DOBSON V. LOUISIANA POWER AND LIGHT COMPANY
567 So.2d 569 (1990)
NATURE OF THE CASE: Dobson (P) appealed a judgment from the Court of Appeal, in their wrongful death suit, against Power (D) for a tree trimmer's electrocution death. The Court reversed a finding that P was not at fault, found P 70 percent at fault, affirmed the finding that the power company was at fault, and reapportioned damages.
FACTS: P was electrocuted when his metallically reinforced safety rope contacted an uninsulated 8,000-volt electric power distribution line. P was electrocuted while attempting to remove a pine tree from the backyard of a house owned by a Mrs. Davidge. P was wearing a safety line he had made by inserting a metal wire inside a 13-foot nylon rope. He used the safety line to lash himself to the tree while cutting with his chain saw, and he had inserted the wire in the rope to prevent it from being accidentally severed by the saw. His safety line touched one of the uninsulated distribution lines and he was electrocuted. P filed a wrongful death suit against D. Evidence was presented that P may have been partly responsible for his own death. The trial judge concluded that D was guilty of several negligent acts or omissions that caused the fatal accident: Despite constructive and actual knowledge of the dangers created by its uninsulated lines and right of way conditions, it failed to perform adequate inspections of its electric lines, trim or remove the tree or trees creating the hazard, provide insulated covering of dangerous parts of the lines, or place adequate warnings of the high voltage electricity on or near its uncovered wires. It found that D failed to warn P of the dangers associated with its high voltage distribution lines. The trial judge ultimately found that P did not know of or appreciate the special danger created by the uninsulated overhead high voltage distribution lines; and further that P was not negligent because he was unaware of the extreme danger. The trial court awarded over $1 million in damages. D appealed. The court of appeals reduced the recovery by 70 percent based on a finding that P had been partly at fault. P appealed.

PROMPT: Rewrite everything from "DOBSON V. LOUISIANA" down to "and reapportioned damages." in the Dobson case summary, changing "reapportioned" to "redistributed".

DATASET CONTENT:
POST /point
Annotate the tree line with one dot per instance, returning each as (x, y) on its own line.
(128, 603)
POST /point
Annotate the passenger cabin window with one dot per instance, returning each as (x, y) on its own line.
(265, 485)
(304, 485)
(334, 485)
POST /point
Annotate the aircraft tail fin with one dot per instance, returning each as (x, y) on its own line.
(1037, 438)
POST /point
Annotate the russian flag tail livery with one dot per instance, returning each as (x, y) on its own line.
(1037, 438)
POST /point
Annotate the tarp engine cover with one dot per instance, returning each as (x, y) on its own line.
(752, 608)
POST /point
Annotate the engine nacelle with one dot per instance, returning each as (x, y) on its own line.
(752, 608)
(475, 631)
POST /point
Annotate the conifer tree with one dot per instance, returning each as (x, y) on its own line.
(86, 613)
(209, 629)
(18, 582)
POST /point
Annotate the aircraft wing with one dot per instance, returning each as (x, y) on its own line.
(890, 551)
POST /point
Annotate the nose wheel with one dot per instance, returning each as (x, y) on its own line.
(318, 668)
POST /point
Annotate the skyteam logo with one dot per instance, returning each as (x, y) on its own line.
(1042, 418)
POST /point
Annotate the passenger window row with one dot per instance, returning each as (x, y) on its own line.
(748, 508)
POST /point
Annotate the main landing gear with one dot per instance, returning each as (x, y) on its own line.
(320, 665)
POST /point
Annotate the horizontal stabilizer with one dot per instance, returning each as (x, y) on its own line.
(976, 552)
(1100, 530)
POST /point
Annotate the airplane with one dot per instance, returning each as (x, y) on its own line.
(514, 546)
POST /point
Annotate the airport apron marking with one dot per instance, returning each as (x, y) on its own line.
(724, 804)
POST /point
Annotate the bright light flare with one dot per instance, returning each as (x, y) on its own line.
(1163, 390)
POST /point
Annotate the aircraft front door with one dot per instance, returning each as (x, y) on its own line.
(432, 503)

ANSWER SPACE:
DOBSON V. LOUISIANA POWER AND LIGHT COMPANY
567 So.2d 569 (1990)
NATURE OF THE CASE: Dobson (P) appealed a judgment from the Court of Appeal, in their wrongful death suit, against Power (D) for a tree trimmer's electrocution death. The Court reversed a finding that P was not at fault, found P 70 percent at fault, affirmed the finding that the power company was at fault, and redistributed damages.